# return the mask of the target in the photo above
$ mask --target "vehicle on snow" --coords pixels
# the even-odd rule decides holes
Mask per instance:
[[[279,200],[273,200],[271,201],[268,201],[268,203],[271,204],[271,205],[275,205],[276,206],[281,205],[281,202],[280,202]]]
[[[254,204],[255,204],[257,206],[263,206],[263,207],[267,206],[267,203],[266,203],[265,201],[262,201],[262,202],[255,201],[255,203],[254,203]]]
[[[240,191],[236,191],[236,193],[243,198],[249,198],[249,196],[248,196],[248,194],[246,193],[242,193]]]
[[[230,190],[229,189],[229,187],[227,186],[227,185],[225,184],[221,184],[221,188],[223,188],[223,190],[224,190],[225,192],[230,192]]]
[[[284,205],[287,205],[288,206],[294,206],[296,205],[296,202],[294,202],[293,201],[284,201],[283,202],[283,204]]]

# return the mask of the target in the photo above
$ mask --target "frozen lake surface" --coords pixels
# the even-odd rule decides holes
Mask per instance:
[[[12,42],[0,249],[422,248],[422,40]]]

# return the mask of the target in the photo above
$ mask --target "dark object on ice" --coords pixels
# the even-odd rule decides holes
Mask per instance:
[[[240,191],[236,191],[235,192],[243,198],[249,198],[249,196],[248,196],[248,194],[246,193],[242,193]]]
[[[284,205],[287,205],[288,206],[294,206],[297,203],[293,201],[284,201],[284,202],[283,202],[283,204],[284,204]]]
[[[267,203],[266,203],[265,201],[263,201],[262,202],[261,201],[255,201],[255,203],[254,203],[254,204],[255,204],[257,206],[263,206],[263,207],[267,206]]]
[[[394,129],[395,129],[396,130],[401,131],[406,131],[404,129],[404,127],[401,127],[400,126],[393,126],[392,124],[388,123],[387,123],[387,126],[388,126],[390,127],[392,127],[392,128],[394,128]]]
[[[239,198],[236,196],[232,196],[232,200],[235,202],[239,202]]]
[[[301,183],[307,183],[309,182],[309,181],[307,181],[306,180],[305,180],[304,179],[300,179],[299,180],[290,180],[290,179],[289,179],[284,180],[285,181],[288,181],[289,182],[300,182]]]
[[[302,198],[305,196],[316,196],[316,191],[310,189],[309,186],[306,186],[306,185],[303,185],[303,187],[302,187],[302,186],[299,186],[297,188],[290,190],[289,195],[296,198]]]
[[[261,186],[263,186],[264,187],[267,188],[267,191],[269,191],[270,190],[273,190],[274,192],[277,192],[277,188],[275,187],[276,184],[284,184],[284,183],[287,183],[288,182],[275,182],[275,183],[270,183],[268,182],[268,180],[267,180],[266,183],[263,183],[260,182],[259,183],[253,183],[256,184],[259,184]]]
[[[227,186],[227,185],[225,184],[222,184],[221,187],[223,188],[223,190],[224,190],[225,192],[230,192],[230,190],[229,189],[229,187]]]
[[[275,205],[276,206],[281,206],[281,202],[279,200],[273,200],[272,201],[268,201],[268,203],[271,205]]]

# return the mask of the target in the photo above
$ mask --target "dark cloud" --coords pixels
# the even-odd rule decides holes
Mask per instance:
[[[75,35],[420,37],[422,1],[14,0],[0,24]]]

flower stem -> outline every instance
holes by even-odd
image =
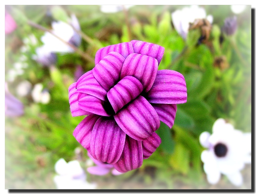
[[[125,8],[124,6],[123,5],[123,9],[124,10],[124,17],[125,18],[125,22],[126,23],[126,26],[127,26],[127,32],[128,33],[128,38],[129,38],[129,41],[131,41],[132,40],[132,33],[131,32],[131,28],[130,23],[129,22],[129,17],[128,17],[128,11],[127,9]]]
[[[171,67],[174,65],[176,63],[177,63],[178,61],[186,53],[187,51],[188,50],[188,46],[186,46],[183,50],[181,51],[181,52],[179,54],[179,55],[175,58],[174,59],[171,63],[170,65],[169,65],[166,69],[169,69]]]
[[[64,43],[66,44],[67,45],[71,47],[72,49],[74,50],[76,53],[79,54],[80,56],[81,56],[81,57],[82,57],[86,60],[89,61],[92,63],[94,62],[94,60],[88,54],[84,53],[83,52],[81,51],[81,50],[79,50],[79,49],[77,48],[76,46],[75,46],[69,43],[69,42],[66,42],[66,41],[64,40],[63,39],[62,39],[61,38],[59,37],[59,36],[55,35],[53,33],[51,30],[47,28],[45,28],[45,27],[42,26],[41,25],[40,25],[38,24],[37,24],[37,23],[34,23],[32,21],[28,21],[28,23],[29,25],[30,25],[31,26],[36,27],[36,28],[38,28],[39,30],[41,30],[45,32],[48,32],[49,33],[51,33],[53,36],[55,37],[56,38],[58,38],[62,42],[64,42]]]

· · · ·

▶ **BRIEF**
Rewrite all of the material above, replacing "photo" with "image" at every occurrence and keeping everything else the same. Leave the pictures out.

▶ **CORRECT OUTPUT**
# return the mask of the target in the image above
$ mask --target "vehicle on snow" --coords pixels
# the even-odd rule decides holes
Mask per instance:
[[[279,200],[273,200],[271,201],[268,201],[268,203],[271,204],[271,205],[275,205],[276,206],[281,205],[281,202],[280,202]]]
[[[254,204],[255,204],[257,206],[263,206],[263,207],[267,206],[267,203],[266,203],[265,201],[262,201],[262,202],[255,201],[255,203],[254,203]]]
[[[240,191],[236,191],[236,193],[243,198],[249,198],[249,196],[248,196],[248,194],[246,193],[242,193]]]
[[[230,190],[229,189],[229,187],[227,186],[227,185],[225,184],[221,184],[221,188],[223,188],[223,190],[224,190],[225,192],[230,192]]]
[[[284,205],[287,205],[288,206],[294,206],[296,205],[296,202],[294,202],[293,201],[284,201],[283,202],[283,204]]]

# return the mask of the target in the image above
$ mask --target "frozen lake surface" --coords pixels
# the even-odd rule decides holes
Mask per instance:
[[[12,42],[0,249],[422,248],[422,40]]]

# return the mask of the target in the image above
$ mask --target "dark object on ice" --coords pixels
# the even-odd rule decides holes
Mask per instance:
[[[240,191],[236,191],[235,192],[243,198],[249,198],[249,196],[248,196],[248,194],[246,193],[242,193]]]
[[[284,205],[287,205],[288,206],[294,206],[297,203],[293,201],[284,201],[284,202],[283,202],[283,204],[284,204]]]
[[[267,203],[266,203],[265,201],[263,201],[262,202],[261,201],[255,201],[255,203],[254,203],[254,204],[255,204],[257,206],[263,206],[263,207],[267,206]]]
[[[394,129],[395,129],[396,130],[401,131],[406,131],[404,129],[404,127],[401,127],[400,126],[393,126],[392,124],[388,123],[387,123],[387,126],[388,126],[390,127],[392,127],[392,128],[394,128]]]
[[[239,198],[236,196],[232,196],[232,200],[235,202],[239,202]]]
[[[301,183],[307,183],[309,182],[309,181],[307,181],[306,180],[305,180],[304,179],[300,179],[299,180],[290,180],[290,179],[289,179],[284,180],[285,181],[288,181],[289,182],[300,182]]]
[[[302,198],[305,196],[316,196],[316,191],[310,189],[309,186],[306,186],[306,185],[303,185],[303,187],[302,187],[302,186],[299,186],[297,188],[290,190],[289,195],[296,198]]]
[[[261,186],[263,186],[264,187],[267,188],[267,191],[269,191],[270,190],[273,190],[274,192],[277,192],[277,188],[275,187],[276,184],[284,184],[284,183],[287,183],[288,182],[275,182],[275,183],[270,183],[268,182],[268,180],[267,180],[266,183],[263,183],[260,182],[259,183],[253,183],[256,184],[259,184]]]
[[[227,186],[227,185],[225,184],[222,184],[221,187],[223,188],[223,190],[224,190],[225,192],[230,192],[230,190],[229,189],[229,187]]]
[[[275,205],[276,206],[281,206],[281,202],[279,200],[273,200],[272,201],[268,201],[268,203],[271,205]]]

# return the mask of the target in the image above
$ mask --target "dark cloud" --coords pixels
# the even-odd rule decides holes
Mask per instance:
[[[75,35],[420,37],[422,1],[14,0],[0,24]]]

flower stem -> outline every instance
holes by even-odd
image =
[[[125,8],[124,6],[123,5],[123,9],[124,10],[124,17],[125,18],[125,22],[126,23],[126,26],[127,26],[127,32],[128,33],[128,38],[129,38],[129,41],[131,41],[132,40],[132,33],[131,32],[131,28],[130,23],[129,22],[129,17],[128,17],[128,11],[127,9]]]
[[[171,67],[174,65],[176,63],[177,63],[178,61],[186,53],[187,51],[188,50],[188,46],[186,46],[183,50],[181,51],[181,52],[179,54],[179,55],[175,58],[174,59],[171,63],[170,65],[169,65],[166,69],[169,69]]]
[[[64,43],[66,44],[67,45],[71,47],[72,49],[74,50],[76,53],[79,54],[80,56],[81,56],[81,57],[82,57],[86,60],[89,61],[92,63],[94,62],[94,60],[88,54],[84,53],[83,52],[81,51],[81,50],[79,50],[79,49],[77,48],[76,46],[75,46],[69,43],[69,42],[66,42],[66,41],[64,40],[63,39],[62,39],[61,38],[59,37],[59,36],[55,35],[53,33],[51,30],[47,28],[45,28],[45,27],[42,26],[41,25],[40,25],[38,24],[37,24],[37,23],[34,23],[32,21],[28,21],[28,23],[29,25],[30,25],[31,26],[36,27],[36,28],[38,28],[39,30],[41,30],[45,32],[48,32],[49,33],[51,33],[53,36],[55,37],[56,38],[58,38],[62,42],[64,42]]]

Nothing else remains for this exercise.